↓↓↓
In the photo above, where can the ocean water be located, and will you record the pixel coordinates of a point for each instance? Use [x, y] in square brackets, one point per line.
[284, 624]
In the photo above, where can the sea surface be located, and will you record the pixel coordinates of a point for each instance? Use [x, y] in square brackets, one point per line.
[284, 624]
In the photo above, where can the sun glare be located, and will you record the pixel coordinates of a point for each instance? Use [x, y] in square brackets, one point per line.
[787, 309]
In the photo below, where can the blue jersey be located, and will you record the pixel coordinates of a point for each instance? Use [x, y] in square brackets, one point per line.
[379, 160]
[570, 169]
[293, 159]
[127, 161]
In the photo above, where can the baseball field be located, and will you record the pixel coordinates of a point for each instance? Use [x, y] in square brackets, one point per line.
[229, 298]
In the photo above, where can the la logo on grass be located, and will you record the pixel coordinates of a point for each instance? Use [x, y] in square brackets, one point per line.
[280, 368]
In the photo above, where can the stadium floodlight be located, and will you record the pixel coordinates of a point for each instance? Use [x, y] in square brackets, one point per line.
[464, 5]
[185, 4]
↑↑↑
Retype every record above exactly as it appears.

In the photo above, where can the ocean water be located, and will you record the pixel coordinates of a point for each instance? Use [x, y] in square brackets, one point per line.
[284, 624]
In the photo above, where can the sea surface be located, and will you record the pixel coordinates of a point for each instance? Use [x, y] in square brackets, one point per line.
[284, 624]
In the photo above, where can the sun glare be located, and will you record the pixel coordinates of a point for each instance? Use [x, y] in square brackets, one point per line.
[787, 309]
In the photo below, where can the blue jersey be located, and will you record the pixel coordinates of a point for each instance? Use [x, y] in square brackets, one point per line.
[379, 160]
[570, 169]
[293, 159]
[127, 161]
In the photo above, where can the baseball field be located, and will you record the pixel coordinates of a point for each instance? Use [x, y] in square brackets, one point per line.
[229, 298]
In the photo above, where can the la logo on grass be located, and will you record the pixel coordinates of a point for each instance? Use [x, y] in square brackets, one point per line.
[280, 368]
In the photo above, where can the stadium floodlight be located, and will you record the pixel coordinates of a point for each instance? Use [x, y] in square brackets, one point per line.
[464, 5]
[185, 4]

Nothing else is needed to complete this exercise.